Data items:
start

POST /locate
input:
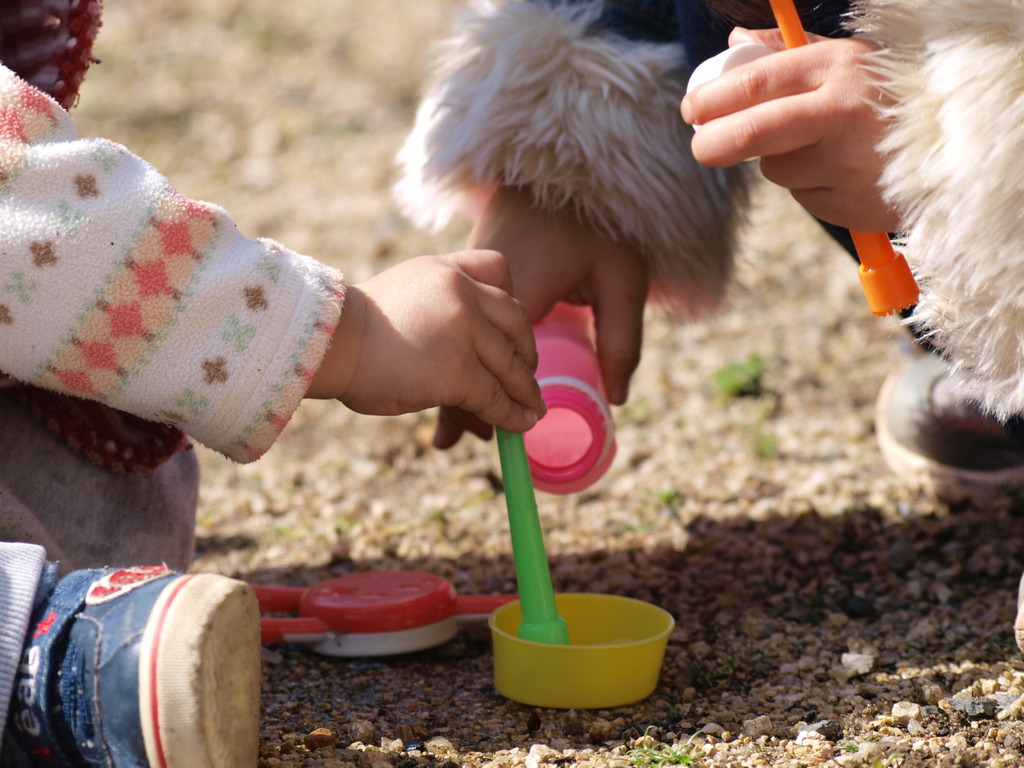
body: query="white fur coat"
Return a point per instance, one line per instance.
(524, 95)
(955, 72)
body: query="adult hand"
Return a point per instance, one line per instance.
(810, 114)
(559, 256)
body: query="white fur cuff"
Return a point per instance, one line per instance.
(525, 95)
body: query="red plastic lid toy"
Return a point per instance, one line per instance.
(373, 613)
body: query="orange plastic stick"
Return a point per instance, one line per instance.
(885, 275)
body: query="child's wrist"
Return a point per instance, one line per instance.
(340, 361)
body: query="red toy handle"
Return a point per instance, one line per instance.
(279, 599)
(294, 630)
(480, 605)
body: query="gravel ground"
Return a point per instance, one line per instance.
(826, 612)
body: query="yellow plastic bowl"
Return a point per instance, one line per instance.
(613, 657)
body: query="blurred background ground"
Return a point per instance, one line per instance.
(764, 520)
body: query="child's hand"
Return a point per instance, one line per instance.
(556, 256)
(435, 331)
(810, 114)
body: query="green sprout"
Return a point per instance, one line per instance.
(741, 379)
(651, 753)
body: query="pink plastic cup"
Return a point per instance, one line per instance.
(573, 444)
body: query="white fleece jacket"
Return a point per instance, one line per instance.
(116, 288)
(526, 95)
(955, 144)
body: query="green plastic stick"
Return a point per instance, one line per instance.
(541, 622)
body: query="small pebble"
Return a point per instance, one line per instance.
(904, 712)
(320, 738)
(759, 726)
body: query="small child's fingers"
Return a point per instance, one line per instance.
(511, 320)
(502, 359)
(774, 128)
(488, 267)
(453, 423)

end

__The request__: Copy out the listing exactly as it stands, but not the pictures.

__Correct output__:
POST /locate
input:
body: query="white fur coat"
Return a point per instance, one line per instance.
(524, 95)
(955, 72)
body: query="adult hand"
Return a point per instance, one line per instance.
(810, 114)
(559, 256)
body: query="white fur cuff"
Return a point per instance, one line per instance.
(525, 95)
body: query="red plastic lid toy"
Return a point per instance, one line per instance.
(373, 613)
body: query="orange plastic stick"
Return a point per instance, one line per instance.
(885, 275)
body: query="child's wrist"
Return a point per instance, one line per instance.
(340, 361)
body: query="red toy handle"
Return a point per instance, one line per instance.
(279, 599)
(294, 630)
(480, 605)
body: query="gravel ground"
Return a point per instance, one line per instance.
(826, 612)
body: query="yellow plastic bowl"
Return a point per instance, one line per instance.
(613, 657)
body: query="blurred background ground"
Return a point per instance, one line per instance.
(764, 520)
body: query="child's hand"
Return a point per instance, one line per instance.
(556, 256)
(435, 331)
(810, 114)
body: query="green sprout"
Return a point per instance, one line per instance.
(741, 379)
(651, 753)
body: query="pink plastic cup"
Return a point per instance, one line per instance.
(573, 444)
body: query="white fleece jacket"
Return a point per instance, one line per instance.
(116, 288)
(526, 95)
(955, 144)
body: query="green plastic stick"
Return a point per instance, one line per instance.
(541, 622)
body: query="small pebble"
Return a point per instance, one line per instance.
(904, 712)
(320, 738)
(759, 726)
body: query="small child's fingers"
Return a point per instance, one line per instance.
(511, 320)
(502, 359)
(774, 128)
(488, 267)
(453, 423)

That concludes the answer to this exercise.